REQUIREMENT:
Copy the entries out again in full.

===============

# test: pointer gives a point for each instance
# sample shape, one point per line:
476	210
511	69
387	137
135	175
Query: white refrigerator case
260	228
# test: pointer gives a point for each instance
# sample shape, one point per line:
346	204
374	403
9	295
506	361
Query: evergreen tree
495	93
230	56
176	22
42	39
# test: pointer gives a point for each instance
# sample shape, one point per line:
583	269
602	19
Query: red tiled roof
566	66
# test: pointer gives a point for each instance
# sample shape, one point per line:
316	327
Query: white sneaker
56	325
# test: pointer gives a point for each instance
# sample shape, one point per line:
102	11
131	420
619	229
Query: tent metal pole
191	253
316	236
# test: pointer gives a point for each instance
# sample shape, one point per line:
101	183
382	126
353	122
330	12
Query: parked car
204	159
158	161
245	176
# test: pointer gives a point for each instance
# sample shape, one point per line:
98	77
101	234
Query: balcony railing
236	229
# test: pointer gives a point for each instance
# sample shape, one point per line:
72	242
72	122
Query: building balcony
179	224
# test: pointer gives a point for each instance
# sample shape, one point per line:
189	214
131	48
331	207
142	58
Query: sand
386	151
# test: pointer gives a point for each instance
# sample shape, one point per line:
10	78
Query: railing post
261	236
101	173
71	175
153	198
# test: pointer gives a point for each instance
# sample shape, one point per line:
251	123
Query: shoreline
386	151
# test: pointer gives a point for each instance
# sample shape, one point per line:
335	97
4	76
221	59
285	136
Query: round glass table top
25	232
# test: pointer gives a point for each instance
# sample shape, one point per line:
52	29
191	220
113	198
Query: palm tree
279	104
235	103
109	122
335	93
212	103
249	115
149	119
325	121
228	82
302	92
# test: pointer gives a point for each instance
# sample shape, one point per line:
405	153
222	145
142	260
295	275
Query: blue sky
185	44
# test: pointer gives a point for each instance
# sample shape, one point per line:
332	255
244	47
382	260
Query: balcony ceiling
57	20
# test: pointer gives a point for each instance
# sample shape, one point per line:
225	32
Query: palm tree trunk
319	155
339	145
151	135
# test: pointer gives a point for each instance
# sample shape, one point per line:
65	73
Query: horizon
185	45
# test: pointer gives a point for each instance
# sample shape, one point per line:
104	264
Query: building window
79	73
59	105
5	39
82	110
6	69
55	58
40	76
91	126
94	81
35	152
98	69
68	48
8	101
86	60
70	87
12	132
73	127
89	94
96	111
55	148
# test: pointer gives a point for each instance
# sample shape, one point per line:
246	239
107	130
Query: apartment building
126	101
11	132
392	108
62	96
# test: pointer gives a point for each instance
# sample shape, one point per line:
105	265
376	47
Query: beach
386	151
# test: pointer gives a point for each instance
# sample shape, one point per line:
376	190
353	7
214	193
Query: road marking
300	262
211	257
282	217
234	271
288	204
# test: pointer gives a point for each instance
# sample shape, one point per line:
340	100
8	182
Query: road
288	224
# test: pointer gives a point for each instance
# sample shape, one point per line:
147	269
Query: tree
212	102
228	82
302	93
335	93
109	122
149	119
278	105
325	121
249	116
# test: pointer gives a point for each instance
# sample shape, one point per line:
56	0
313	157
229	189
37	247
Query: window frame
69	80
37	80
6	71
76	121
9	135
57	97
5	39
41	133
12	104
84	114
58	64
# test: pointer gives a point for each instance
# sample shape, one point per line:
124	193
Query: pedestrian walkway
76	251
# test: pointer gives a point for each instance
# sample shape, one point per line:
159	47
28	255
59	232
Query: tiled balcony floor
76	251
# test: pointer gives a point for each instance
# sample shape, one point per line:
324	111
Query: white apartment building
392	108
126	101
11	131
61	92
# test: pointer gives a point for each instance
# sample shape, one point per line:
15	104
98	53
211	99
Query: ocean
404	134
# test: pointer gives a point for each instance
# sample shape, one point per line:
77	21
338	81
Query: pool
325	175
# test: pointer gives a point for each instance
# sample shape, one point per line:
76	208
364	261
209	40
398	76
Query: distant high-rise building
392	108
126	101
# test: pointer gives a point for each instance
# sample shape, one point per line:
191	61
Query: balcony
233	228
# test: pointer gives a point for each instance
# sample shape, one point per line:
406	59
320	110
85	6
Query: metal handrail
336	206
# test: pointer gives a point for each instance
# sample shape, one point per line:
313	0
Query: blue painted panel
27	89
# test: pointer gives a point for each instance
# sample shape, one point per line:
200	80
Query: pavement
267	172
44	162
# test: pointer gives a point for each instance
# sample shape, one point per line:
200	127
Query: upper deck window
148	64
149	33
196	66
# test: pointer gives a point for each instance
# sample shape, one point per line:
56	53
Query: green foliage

===============

RESPONSE TO THIS TASK:
# test: pointer gives a point for each instance
# sample shape, one point per line:
476	210
511	69
387	137
135	175
Query: white refrigerator case
260	228
# test: pointer gives a point for each instance
# sample shape, one point per line:
346	204
374	403
9	295
506	361
Query: evergreen tree
495	93
230	56
176	22
42	39
# test: pointer gives a point for each instance
# sample shape, one point per line:
583	269
602	19
Query: red tiled roof
566	66
# test: pointer gives a point for each instance
# sample shape, one point per line:
316	327
Query: white sneaker
56	325
# test: pointer gives a point for each instance
# sample shape, one point per line:
102	11
131	420
619	229
Query: tent metal pole
191	253
316	236
# test: pointer gives a point for each instance
# sample shape, one point per line:
101	183
382	126
353	122
330	12
Query: parked car
204	159
158	161
245	176
# test: pointer gives a point for each instance
# sample shape, one point per line:
98	77
101	234
Query: balcony railing
236	229
# test: pointer gives a point for each instance
# sample shape, one point per line:
72	242
72	122
Query: building balcony
179	224
# test: pointer gives a point for each instance
# sample shape, one point per line:
189	214
131	48
331	207
142	58
Query: sand
386	151
# test: pointer gives a point for each instance
# sample shape, one point per line:
10	78
Query: railing post
261	236
101	173
71	175
153	198
# test: pointer gives a point for each instance
# sample shape, one point per line:
251	123
Query: shoreline
386	151
# test: pointer gives a point for each instance
# sample shape, one point per line:
335	97
4	76
221	59
285	136
Query: round glass table top
25	232
# test: pointer gives a point for each instance
# sample shape, one point per line:
52	29
191	220
113	198
Query: palm tree
279	104
235	103
109	122
335	93
212	103
249	115
149	119
325	121
228	82
302	92
# test: pointer gives a point for each instance
# sample shape, one point per line:
405	153
222	145
142	260
295	275
Query: blue sky
185	44
# test: pointer gives a point for each instance
# sample shape, one point per line:
332	255
244	47
382	260
Query: balcony ceiling
57	20
# test: pointer gives a point for each instance
# sample shape, one point per line:
225	32
Query: palm tree trunk
319	155
339	145
151	135
# test: pointer gives a point for each instance
# sample shape, one point per line:
65	73
Query: horizon
185	45
# test: pointer gives a point for each instance
# sample shape, one point per line:
104	264
Query: building window
79	73
59	105
5	39
82	110
6	69
55	58
40	76
91	126
94	81
35	152
98	69
68	48
8	101
86	60
70	87
12	132
73	127
89	94
96	111
55	148
# test: pointer gives a point for each instance
# sample shape, one point per line:
246	239
107	130
Query: apartment building
126	101
11	132
392	108
62	96
# test: pointer gives a point for each instance
# sample shape, one point per line:
105	265
376	47
Query: beach
386	151
# test: pointer gives a point for each instance
# sample shape, one point per line:
376	190
353	7
214	193
Query: road marking
300	262
211	257
282	217
234	271
288	204
# test: pointer gives a point for each instance
# sample shape, one point per line:
340	100
8	182
Query: road
288	224
# test: pointer gives a point for each instance
# sample shape, one point per line:
147	269
Query: tree
212	102
228	82
302	93
335	93
109	122
149	119
278	105
325	121
249	116
# test: pointer gives a point for each instance
# sample shape, one point per line:
56	0
313	157
229	189
37	247
Query: window frame
69	80
37	80
6	71
76	121
9	135
57	97
5	39
41	133
12	104
84	114
58	64
# test: pointer gives a point for each instance
# sample shape, one point per line:
124	193
Query: pedestrian walkway
76	251
# test: pointer gives a point for each instance
# sample shape, one point per line:
159	47
28	255
59	232
Query: tiled balcony floor
76	251
# test: pointer gives a point for each instance
# sample shape, one point per line:
324	111
Query: white apartment building
392	108
126	101
11	131
61	92
# test: pointer gives a point for each instance
# sample shape, one point per line:
15	104
98	53
211	99
Query: ocean
404	134
# test: pointer gives a point for each instance
# sample shape, one point per line:
77	21
338	81
Query: pool
325	175
# test: pointer gives a point for each instance
# sample shape, one point per line:
76	208
364	261
209	40
398	76
Query: distant high-rise building
392	108
126	101
# test: pointer gives a point for each instance
# sample shape, one point per line:
191	61
Query: balcony
233	228
# test: pointer gives a point for each instance
# sample shape, one point per line:
406	59
320	110
85	6
Query: metal handrail
336	206
# test: pointer gives a point for each instance
# sample shape, one point per line:
313	0
Query: blue painted panel
27	89
# test: pointer gives a point for each instance
# sample shape, one point per line:
200	80
Query: pavement
267	172
44	162
# test: pointer gives a point for each instance
# sample shape, one point per line:
200	127
Query: upper deck window
148	64
149	33
196	66
# test: pointer gives a point for each instance
# sample shape, one point per line:
56	53
Query: green foliage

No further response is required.